Bounding-box records:
BEGIN

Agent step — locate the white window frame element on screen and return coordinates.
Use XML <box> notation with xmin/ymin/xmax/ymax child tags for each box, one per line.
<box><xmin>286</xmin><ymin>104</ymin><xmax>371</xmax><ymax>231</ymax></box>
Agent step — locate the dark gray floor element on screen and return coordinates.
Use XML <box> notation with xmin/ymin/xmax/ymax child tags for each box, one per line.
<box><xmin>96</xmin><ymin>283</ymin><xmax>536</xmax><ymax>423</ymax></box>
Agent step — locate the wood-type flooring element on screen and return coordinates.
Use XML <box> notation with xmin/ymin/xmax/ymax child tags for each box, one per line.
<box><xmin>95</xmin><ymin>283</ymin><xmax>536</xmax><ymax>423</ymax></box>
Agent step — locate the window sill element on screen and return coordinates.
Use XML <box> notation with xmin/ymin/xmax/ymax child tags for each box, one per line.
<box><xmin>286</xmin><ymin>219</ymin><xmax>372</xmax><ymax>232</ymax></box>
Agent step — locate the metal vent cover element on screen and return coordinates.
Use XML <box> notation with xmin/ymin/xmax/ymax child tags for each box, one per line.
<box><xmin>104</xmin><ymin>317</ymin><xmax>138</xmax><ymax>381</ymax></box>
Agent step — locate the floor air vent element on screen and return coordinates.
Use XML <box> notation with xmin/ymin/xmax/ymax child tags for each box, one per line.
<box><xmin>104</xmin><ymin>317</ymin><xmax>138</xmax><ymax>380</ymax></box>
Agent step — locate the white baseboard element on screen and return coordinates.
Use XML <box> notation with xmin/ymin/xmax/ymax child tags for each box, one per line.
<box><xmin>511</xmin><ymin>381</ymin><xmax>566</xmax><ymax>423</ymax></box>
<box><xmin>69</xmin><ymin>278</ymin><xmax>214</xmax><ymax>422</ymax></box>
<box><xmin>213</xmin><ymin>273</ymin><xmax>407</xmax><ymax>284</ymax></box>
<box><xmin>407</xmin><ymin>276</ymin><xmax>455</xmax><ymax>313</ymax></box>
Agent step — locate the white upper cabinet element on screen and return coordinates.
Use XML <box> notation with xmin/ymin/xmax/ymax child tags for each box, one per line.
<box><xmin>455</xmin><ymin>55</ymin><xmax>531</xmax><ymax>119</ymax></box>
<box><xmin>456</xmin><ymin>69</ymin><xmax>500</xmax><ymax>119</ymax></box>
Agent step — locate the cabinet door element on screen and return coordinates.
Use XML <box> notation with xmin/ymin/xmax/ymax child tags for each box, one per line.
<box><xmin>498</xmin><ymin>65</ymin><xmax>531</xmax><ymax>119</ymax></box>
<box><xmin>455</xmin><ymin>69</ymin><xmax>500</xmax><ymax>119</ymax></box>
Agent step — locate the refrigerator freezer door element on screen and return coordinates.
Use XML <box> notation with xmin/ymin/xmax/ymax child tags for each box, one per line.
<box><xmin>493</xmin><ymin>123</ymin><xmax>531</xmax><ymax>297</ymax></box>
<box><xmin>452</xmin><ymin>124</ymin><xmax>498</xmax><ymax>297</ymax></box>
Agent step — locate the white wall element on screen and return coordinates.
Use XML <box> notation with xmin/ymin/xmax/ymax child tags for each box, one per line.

END

• What needs to be done
Extract every line of the bounding-box records above that contains the word "white".

• Finished task
Agent step — locate the white window frame element on screen and return coordinates.
Agent step — locate the white baseboard element on screen and return coordinates.
Agent step — locate the white upper cabinet element on screen and return coordinates.
Agent step — locate the white wall element on screen and return coordinates.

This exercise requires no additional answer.